##### Recorded data
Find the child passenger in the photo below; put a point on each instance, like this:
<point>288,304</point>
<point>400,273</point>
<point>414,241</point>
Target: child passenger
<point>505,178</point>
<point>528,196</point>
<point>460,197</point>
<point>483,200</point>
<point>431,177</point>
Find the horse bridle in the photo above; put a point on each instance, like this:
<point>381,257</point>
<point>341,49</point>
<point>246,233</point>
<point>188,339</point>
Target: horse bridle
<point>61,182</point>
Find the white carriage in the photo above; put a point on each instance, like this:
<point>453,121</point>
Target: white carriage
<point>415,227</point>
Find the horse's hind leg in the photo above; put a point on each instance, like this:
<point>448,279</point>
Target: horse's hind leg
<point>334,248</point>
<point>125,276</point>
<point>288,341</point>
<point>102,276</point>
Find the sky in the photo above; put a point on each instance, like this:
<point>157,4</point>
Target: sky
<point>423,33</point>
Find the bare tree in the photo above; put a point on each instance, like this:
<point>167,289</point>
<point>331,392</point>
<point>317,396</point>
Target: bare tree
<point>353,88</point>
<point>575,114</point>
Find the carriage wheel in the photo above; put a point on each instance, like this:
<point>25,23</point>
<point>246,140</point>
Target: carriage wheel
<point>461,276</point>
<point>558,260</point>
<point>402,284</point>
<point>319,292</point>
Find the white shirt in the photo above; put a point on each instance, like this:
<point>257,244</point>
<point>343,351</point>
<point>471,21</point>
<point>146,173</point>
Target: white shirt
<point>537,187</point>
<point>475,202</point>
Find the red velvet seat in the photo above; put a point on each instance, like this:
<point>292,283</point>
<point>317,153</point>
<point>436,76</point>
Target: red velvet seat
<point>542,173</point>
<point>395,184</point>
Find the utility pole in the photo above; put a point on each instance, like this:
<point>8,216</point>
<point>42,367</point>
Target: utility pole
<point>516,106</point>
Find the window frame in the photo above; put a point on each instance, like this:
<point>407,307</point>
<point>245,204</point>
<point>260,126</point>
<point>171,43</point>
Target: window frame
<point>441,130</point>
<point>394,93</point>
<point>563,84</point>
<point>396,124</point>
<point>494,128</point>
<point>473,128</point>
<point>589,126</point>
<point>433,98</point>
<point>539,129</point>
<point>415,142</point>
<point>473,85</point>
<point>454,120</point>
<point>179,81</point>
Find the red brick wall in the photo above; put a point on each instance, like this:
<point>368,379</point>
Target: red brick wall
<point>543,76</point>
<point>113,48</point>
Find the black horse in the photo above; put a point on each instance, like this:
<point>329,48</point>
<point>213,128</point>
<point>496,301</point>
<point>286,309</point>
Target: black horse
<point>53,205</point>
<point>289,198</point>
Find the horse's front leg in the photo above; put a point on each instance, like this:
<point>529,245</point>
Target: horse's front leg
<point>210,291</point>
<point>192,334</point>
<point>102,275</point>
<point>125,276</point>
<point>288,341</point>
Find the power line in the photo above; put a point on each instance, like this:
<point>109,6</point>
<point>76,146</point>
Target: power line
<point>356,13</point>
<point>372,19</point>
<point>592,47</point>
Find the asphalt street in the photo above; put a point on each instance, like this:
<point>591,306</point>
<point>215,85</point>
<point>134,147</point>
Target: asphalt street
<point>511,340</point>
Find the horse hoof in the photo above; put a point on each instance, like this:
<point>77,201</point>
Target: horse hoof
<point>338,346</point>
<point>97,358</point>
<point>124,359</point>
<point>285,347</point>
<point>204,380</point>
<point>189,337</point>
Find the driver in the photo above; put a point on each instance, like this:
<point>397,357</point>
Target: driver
##########
Reproduce all of the records above verbatim, line for line.

- _Output of the task_:
Find the child passenger in the photo below; put a point on each instance, like this:
<point>288,304</point>
<point>400,273</point>
<point>414,241</point>
Target: child passenger
<point>505,178</point>
<point>528,196</point>
<point>460,197</point>
<point>483,200</point>
<point>431,177</point>
Find the horse bridle in the photo above; put a point on each instance, like this:
<point>381,257</point>
<point>341,49</point>
<point>246,233</point>
<point>188,339</point>
Target: horse bridle
<point>61,182</point>
Find the white carriage in the photo above; put a point on each instance, like this:
<point>453,121</point>
Target: white carriage
<point>415,227</point>
Find the horse's hind leg in the photo above; put a point on each instance, like this:
<point>448,279</point>
Target: horse's hind leg
<point>334,248</point>
<point>125,276</point>
<point>288,341</point>
<point>102,276</point>
Find the sky in the photo above; put a point on each instance, like this:
<point>157,4</point>
Target: sky
<point>423,33</point>
Find the bare tree in the photo above; put a point on each instance, like this:
<point>167,289</point>
<point>331,392</point>
<point>317,396</point>
Target: bare tree
<point>353,88</point>
<point>575,114</point>
Find the carriage wheel in the photo above; put a point on each instance, like this:
<point>25,23</point>
<point>246,140</point>
Target: carriage wheel
<point>461,276</point>
<point>558,260</point>
<point>402,284</point>
<point>319,292</point>
Find the white shirt in the photo above; put a point on each instance, like this:
<point>257,244</point>
<point>343,351</point>
<point>471,21</point>
<point>146,173</point>
Target: white shirt
<point>537,187</point>
<point>475,202</point>
Find the red velvet seat in the photo above; put a point on each instance, like this:
<point>292,283</point>
<point>317,153</point>
<point>436,76</point>
Target: red velvet seat
<point>542,173</point>
<point>395,184</point>
Find the utility pole in the photo above; put a point on each instance, like this:
<point>8,216</point>
<point>42,367</point>
Target: utility pole
<point>516,106</point>
Find the window frame in the photo above; put a point on each instance, like this:
<point>407,307</point>
<point>245,204</point>
<point>260,126</point>
<point>171,43</point>
Target: window frame
<point>441,130</point>
<point>394,93</point>
<point>563,84</point>
<point>396,124</point>
<point>494,128</point>
<point>473,128</point>
<point>589,126</point>
<point>433,98</point>
<point>539,129</point>
<point>415,142</point>
<point>473,85</point>
<point>454,120</point>
<point>179,81</point>
Find the red brick wall in the photo above; put a point on each instance, like this:
<point>368,379</point>
Target: red brick wall
<point>543,76</point>
<point>113,48</point>
Find the black horse in the photo above; put a point on each instance, like this:
<point>329,48</point>
<point>213,128</point>
<point>496,301</point>
<point>286,309</point>
Target: black horse
<point>53,205</point>
<point>289,198</point>
Find the horse's front leg in the photo above; put a point on each instance, like this:
<point>529,245</point>
Target: horse's front leg
<point>210,291</point>
<point>192,334</point>
<point>102,275</point>
<point>125,276</point>
<point>288,341</point>
Find the power line in the photo above; put a point on each instance, like this:
<point>109,6</point>
<point>76,146</point>
Target: power line
<point>356,13</point>
<point>372,19</point>
<point>592,47</point>
Find the asphalt street in the photo above; put a point on each instance, like this:
<point>591,306</point>
<point>215,85</point>
<point>134,147</point>
Target: asphalt street
<point>511,340</point>
Find the horse hoof in the photo above; put a point on each instance, like this:
<point>77,201</point>
Target: horse hoof
<point>338,346</point>
<point>97,358</point>
<point>124,359</point>
<point>285,347</point>
<point>204,380</point>
<point>189,337</point>
Find the driver in the photo above; put a point on each instance, like this:
<point>397,357</point>
Target: driver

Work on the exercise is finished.